• **EXERCISE DATA**
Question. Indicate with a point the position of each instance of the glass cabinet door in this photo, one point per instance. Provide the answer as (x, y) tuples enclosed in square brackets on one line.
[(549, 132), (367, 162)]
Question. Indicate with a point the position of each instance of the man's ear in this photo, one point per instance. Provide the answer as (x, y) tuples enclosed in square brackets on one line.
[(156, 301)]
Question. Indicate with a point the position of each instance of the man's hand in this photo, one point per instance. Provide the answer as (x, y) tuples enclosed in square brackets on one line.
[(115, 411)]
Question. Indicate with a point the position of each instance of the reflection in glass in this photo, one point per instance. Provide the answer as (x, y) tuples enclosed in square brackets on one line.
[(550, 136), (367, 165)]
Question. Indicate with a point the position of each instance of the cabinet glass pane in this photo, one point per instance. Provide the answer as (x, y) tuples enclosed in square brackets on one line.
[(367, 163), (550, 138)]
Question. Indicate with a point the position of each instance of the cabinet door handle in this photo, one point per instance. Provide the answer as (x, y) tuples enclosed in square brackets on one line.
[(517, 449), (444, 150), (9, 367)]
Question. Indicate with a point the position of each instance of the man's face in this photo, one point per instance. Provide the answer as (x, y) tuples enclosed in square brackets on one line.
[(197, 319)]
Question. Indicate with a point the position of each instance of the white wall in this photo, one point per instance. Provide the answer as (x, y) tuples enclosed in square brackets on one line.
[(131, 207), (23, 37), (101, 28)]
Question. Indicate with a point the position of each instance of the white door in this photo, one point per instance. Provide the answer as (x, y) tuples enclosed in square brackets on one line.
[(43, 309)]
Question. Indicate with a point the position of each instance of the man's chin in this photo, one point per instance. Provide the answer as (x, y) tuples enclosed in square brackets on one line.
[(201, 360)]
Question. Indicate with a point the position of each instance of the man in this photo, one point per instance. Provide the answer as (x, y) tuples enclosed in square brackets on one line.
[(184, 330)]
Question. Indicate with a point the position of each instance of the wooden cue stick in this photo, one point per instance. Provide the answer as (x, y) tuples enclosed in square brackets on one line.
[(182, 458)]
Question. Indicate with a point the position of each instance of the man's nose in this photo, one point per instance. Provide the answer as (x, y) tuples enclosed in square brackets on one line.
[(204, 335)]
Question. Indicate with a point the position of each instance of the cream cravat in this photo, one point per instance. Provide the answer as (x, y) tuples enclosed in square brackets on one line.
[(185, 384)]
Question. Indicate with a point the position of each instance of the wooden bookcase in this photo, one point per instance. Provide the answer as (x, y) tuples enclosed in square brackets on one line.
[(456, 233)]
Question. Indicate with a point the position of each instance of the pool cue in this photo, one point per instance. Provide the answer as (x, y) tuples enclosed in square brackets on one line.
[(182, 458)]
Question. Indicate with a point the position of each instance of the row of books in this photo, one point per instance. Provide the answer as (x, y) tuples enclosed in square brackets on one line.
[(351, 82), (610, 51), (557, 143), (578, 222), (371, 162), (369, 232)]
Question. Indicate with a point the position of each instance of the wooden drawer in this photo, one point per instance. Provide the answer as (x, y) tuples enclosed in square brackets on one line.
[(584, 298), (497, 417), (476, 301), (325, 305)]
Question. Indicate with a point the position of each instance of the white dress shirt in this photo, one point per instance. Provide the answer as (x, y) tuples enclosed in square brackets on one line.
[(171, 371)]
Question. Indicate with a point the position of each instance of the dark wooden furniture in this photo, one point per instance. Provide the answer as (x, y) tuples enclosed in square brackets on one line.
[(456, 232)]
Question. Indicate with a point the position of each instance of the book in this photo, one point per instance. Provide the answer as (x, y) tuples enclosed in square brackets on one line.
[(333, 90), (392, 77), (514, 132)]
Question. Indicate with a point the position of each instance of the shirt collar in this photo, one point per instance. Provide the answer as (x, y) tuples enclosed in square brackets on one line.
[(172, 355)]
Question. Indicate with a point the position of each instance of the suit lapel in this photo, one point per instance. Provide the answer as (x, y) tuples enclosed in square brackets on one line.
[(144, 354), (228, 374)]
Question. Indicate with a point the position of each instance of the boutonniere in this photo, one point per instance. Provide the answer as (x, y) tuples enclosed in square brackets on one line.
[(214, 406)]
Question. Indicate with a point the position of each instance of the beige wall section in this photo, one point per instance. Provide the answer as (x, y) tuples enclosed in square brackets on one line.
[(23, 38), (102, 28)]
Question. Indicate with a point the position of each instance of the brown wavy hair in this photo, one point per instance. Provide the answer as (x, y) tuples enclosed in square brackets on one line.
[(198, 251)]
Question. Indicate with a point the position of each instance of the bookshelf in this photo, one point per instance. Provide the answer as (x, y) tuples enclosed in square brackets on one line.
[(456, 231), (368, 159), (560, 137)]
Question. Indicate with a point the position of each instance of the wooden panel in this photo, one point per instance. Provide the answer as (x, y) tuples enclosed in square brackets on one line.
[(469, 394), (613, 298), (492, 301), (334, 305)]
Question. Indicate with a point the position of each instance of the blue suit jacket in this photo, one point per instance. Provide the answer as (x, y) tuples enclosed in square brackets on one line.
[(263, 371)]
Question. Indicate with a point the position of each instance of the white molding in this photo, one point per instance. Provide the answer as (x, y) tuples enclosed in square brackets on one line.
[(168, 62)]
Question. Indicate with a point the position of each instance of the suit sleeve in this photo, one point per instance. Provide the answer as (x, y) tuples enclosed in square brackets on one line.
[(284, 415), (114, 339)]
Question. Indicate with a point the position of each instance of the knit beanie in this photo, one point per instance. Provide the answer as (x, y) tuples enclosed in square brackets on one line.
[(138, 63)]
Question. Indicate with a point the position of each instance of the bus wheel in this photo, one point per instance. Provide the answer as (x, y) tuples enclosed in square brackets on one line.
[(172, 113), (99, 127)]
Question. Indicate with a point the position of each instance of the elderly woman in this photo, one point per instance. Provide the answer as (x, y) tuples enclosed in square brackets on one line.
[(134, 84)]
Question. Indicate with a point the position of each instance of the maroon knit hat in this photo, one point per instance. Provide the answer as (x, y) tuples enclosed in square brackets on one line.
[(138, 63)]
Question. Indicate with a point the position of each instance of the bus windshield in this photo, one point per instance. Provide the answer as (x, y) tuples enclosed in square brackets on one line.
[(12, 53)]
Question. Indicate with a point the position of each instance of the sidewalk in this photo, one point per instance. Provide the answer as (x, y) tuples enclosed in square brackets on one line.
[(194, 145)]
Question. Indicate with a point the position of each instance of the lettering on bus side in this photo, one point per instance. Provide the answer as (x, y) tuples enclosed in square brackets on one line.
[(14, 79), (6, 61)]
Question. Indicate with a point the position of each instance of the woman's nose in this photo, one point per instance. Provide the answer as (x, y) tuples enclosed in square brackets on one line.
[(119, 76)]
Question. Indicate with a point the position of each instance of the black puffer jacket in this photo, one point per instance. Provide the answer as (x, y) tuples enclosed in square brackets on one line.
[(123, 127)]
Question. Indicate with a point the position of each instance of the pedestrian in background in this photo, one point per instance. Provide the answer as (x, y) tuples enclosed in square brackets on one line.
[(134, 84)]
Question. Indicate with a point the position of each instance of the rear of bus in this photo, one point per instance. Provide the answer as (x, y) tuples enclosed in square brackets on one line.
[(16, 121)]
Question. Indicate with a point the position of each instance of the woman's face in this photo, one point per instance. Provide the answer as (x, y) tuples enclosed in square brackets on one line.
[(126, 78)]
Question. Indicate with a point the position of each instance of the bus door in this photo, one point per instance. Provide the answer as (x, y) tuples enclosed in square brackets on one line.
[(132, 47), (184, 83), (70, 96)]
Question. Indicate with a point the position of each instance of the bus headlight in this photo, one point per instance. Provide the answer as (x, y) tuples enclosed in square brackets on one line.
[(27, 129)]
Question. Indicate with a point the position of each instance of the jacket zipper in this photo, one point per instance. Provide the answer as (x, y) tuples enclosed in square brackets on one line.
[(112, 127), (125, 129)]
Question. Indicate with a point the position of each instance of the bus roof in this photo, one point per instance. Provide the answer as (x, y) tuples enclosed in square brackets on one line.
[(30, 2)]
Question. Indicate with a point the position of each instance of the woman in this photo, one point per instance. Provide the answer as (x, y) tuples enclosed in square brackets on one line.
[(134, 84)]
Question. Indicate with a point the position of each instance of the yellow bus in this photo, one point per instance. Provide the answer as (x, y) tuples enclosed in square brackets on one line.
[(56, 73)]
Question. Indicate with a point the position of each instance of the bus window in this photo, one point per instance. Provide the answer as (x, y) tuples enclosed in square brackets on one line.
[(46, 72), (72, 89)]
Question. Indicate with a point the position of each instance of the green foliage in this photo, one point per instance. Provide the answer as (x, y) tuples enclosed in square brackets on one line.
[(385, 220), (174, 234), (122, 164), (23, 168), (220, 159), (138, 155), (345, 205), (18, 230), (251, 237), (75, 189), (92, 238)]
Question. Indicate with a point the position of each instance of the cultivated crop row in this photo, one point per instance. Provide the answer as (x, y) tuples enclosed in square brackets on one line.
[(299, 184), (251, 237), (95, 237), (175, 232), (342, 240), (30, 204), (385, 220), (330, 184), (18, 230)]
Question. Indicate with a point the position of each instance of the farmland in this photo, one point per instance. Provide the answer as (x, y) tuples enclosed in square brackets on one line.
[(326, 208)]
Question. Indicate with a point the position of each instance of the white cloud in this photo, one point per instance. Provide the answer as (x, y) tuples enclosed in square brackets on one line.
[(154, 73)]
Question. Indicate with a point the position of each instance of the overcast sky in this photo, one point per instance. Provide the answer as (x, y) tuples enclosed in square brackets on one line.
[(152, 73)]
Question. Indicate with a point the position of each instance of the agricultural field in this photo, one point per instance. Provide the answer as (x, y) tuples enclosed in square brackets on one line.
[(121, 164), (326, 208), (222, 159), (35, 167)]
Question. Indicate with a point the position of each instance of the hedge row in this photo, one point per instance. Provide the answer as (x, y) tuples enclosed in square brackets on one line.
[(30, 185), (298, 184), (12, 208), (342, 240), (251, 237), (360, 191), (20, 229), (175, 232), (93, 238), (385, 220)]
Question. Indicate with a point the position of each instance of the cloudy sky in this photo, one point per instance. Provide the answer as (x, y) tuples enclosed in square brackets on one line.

• **YOUR INSTRUCTIONS**
Please write out the material again, starting with the line with "of the cream" and going on through the line with "[(584, 298), (497, 417), (476, 301), (325, 305)]", requests included. Shift every x and y coordinate in the answer points up by 29.

• **FINISHED TASK**
Question. Indicate with a point the position of each instance of the cream cravat in this photo, one point per instance. Provide the answer as (x, y) tuples enclosed in square brackets on one line.
[(214, 413)]
Question. Indicate with a point the position of each instance of the wooden bookcase in this photo, one point per instance. Provide the answer as (x, y) tuples enclosed in square brackets on one line.
[(485, 262)]
Question. Indicate with a point the position of each instance of the pool cue in this photo, one point per instance. Provide the answer as (x, y) tuples enclosed in square brackets on one line.
[(211, 487)]
Question. Indicate with a point the position of each instance of the row of books in this photo, one point per instance. Provide the answer as (x, y) tuples enclosed in square brackets on one line.
[(380, 111), (639, 80), (586, 172), (607, 251), (400, 191), (398, 261)]
Question. Indicate with a point the position of each instance of the wooden drawer in this photo, one point per instance. Provide the answer as (x, y) tuples enclosed in square brackets on one line.
[(613, 327), (526, 446), (505, 330), (354, 334)]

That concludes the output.